++++ Information supplied

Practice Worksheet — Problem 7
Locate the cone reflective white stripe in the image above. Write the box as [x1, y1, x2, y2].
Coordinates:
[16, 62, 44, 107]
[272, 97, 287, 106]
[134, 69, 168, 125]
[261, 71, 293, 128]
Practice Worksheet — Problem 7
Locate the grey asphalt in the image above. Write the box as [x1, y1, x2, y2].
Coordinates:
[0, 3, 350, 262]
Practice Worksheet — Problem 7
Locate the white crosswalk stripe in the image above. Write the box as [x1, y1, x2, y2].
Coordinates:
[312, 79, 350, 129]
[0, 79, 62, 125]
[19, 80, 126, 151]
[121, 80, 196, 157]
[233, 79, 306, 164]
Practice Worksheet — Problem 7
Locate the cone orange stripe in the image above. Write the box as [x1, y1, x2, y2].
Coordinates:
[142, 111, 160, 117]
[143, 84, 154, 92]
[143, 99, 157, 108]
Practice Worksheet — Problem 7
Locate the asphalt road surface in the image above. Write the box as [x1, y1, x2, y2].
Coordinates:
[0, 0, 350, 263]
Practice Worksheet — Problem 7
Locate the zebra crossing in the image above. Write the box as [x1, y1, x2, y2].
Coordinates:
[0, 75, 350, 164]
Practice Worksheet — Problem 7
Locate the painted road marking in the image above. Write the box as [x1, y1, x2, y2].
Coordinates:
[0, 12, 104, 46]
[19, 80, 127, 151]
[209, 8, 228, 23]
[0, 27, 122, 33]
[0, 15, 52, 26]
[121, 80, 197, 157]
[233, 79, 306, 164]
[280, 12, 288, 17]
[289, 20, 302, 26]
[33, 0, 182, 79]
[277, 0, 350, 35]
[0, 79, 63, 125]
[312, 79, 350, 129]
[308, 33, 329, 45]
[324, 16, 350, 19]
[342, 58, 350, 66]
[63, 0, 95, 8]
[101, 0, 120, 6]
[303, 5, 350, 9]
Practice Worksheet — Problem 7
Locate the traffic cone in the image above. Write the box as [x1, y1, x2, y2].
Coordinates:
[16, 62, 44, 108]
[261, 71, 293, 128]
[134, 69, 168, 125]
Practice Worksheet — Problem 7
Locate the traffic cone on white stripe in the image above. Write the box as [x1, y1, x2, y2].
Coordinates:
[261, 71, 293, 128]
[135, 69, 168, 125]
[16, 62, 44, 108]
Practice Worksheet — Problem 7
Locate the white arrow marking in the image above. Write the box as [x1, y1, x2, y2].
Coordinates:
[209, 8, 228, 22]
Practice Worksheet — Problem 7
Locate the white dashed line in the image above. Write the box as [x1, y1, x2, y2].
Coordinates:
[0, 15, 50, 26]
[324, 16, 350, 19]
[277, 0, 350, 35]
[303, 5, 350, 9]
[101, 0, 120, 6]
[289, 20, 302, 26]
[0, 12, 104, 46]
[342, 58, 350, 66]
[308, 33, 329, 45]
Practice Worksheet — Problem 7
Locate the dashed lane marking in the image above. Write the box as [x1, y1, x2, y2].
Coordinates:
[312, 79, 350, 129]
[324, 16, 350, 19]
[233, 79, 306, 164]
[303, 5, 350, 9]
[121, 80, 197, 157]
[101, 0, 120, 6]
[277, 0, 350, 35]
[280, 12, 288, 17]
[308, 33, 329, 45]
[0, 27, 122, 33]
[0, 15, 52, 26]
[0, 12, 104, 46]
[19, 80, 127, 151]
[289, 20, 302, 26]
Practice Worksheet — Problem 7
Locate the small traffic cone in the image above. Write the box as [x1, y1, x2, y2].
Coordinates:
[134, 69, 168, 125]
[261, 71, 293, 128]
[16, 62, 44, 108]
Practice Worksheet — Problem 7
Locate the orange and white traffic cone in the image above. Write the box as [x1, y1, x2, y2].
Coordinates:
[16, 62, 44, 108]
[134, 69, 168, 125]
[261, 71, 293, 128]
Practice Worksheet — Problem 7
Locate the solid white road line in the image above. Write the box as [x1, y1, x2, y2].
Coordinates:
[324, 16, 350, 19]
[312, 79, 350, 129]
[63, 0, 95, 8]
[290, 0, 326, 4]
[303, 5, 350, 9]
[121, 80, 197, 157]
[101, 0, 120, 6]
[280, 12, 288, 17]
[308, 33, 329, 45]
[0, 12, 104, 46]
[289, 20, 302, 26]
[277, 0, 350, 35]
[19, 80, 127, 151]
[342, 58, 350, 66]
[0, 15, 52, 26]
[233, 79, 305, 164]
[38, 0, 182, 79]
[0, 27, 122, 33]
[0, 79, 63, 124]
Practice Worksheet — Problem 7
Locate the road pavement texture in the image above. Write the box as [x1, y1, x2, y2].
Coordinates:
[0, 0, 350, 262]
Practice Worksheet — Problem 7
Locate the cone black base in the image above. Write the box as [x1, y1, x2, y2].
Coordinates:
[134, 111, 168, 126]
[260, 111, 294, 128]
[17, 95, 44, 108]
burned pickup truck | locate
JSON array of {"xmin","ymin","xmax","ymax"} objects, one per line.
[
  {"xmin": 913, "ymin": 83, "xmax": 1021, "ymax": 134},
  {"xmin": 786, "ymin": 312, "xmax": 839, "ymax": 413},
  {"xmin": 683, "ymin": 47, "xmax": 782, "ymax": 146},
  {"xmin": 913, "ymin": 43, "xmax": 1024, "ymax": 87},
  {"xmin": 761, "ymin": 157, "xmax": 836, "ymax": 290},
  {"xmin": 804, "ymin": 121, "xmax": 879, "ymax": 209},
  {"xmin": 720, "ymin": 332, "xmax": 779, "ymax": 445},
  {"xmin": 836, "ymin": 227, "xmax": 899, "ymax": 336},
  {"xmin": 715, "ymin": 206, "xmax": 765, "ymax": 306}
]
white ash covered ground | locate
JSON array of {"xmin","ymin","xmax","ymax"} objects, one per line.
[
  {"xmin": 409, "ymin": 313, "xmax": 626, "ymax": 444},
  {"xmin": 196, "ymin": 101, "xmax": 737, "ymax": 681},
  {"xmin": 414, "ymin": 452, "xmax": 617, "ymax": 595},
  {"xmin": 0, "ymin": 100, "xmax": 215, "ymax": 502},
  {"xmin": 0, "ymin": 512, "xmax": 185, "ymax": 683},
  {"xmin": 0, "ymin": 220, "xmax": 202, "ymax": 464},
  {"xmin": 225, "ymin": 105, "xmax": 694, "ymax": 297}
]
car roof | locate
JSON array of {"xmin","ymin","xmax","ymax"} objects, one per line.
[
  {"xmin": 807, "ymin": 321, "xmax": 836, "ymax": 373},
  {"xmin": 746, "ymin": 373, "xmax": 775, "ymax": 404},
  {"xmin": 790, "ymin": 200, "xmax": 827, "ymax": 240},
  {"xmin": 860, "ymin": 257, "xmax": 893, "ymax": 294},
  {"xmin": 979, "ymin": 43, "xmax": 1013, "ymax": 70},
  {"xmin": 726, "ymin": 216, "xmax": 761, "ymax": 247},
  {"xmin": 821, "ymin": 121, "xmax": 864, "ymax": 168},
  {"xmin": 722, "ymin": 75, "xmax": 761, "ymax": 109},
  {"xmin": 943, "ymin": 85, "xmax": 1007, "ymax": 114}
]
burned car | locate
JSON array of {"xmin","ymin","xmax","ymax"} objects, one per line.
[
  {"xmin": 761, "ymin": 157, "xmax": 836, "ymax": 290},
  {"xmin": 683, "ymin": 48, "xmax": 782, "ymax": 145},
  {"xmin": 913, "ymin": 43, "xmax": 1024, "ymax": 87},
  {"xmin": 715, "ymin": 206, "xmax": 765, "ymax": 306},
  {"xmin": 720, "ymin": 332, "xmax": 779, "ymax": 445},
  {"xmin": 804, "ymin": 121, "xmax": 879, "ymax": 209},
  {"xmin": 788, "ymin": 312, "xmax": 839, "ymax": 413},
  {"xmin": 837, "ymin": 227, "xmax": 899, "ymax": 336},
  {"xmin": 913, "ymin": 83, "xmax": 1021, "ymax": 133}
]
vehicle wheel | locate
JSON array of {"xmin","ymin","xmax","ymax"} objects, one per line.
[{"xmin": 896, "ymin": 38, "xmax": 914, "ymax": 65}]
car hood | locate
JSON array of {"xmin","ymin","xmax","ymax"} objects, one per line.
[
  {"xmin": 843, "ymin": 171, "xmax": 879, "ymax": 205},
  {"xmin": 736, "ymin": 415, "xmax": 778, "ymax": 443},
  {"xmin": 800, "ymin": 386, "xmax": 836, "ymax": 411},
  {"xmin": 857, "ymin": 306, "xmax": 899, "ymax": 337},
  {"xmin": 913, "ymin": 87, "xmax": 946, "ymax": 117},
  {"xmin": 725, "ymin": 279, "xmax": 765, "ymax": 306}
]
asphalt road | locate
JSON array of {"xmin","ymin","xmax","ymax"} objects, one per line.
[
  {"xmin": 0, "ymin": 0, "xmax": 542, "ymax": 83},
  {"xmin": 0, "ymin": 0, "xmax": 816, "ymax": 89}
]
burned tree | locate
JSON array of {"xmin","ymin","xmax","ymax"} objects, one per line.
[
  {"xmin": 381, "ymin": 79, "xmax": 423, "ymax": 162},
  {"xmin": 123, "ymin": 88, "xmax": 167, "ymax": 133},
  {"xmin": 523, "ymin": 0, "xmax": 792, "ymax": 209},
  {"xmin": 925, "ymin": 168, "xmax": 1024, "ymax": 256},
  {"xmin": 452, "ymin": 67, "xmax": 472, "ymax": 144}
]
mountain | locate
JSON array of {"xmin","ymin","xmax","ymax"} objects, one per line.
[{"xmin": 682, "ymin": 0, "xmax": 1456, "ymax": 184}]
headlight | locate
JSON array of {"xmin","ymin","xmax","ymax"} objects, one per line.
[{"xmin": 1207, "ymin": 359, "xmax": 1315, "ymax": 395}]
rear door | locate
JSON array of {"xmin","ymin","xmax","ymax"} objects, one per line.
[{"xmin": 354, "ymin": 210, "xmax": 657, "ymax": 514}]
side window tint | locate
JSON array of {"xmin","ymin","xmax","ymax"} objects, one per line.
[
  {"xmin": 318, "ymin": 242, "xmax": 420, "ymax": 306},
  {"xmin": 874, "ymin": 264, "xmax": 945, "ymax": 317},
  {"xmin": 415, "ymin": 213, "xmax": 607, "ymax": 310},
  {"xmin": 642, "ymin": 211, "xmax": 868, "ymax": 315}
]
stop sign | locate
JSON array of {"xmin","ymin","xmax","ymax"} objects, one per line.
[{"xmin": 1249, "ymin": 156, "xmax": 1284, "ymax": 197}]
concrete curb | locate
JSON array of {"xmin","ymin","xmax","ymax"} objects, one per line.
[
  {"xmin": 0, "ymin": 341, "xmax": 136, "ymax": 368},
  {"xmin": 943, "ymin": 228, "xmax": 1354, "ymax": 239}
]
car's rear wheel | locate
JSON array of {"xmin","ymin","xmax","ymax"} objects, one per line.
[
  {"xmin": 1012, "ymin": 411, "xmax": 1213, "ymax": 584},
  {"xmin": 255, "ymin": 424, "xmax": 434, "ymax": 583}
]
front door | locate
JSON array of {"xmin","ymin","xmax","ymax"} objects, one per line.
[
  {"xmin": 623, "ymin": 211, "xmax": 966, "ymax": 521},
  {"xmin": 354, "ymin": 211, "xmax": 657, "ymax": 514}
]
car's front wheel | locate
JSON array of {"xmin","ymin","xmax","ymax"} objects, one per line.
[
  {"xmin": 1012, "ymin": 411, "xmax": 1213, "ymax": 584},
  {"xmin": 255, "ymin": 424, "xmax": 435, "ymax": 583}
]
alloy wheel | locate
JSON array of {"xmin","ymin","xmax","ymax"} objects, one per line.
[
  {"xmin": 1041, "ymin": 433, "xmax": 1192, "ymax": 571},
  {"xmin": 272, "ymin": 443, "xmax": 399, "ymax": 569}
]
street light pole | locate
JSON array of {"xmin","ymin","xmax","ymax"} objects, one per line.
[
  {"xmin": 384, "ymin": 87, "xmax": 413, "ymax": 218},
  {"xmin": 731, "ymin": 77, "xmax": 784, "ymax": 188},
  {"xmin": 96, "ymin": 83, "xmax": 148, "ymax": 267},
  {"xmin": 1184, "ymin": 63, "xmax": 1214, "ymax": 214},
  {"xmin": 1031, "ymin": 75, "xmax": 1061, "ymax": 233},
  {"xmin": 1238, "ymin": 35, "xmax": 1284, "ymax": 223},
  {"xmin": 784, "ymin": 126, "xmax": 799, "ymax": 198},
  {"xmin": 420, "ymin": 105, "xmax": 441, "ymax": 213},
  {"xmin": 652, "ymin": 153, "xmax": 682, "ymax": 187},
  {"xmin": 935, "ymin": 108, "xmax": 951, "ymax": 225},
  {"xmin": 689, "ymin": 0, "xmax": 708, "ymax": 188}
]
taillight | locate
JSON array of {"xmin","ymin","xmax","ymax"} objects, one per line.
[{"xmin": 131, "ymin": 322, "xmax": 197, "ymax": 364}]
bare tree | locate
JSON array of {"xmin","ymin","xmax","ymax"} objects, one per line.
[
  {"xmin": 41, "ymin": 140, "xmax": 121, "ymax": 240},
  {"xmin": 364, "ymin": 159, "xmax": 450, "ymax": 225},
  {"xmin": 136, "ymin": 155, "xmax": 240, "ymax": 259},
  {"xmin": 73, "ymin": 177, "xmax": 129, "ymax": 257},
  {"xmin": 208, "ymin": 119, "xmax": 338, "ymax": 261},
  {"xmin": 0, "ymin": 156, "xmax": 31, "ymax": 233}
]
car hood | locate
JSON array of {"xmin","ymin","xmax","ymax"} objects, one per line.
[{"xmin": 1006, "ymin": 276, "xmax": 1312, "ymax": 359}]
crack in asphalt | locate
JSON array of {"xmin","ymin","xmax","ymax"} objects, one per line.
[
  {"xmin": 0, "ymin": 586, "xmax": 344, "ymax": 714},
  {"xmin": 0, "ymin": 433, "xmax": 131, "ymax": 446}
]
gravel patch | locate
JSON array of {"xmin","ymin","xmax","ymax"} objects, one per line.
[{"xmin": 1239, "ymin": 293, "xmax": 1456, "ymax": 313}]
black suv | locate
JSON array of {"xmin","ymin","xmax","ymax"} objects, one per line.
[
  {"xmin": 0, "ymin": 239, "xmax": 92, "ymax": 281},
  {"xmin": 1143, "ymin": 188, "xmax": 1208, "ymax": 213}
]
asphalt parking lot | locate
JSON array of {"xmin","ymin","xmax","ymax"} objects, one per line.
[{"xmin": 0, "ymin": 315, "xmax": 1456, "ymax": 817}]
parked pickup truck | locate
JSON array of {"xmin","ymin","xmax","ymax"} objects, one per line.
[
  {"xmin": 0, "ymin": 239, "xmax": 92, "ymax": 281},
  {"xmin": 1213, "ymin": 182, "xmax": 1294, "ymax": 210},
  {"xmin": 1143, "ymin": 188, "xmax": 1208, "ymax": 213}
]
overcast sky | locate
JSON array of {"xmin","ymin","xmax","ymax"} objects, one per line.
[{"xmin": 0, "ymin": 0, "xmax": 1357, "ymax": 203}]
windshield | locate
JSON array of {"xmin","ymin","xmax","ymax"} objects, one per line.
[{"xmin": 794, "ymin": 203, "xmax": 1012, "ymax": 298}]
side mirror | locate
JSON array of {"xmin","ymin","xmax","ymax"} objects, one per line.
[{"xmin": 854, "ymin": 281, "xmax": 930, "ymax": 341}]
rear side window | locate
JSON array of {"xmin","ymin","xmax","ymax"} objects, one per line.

++++++++

Count the lines in the records above that contain the string "window". Reply with the number alone.

2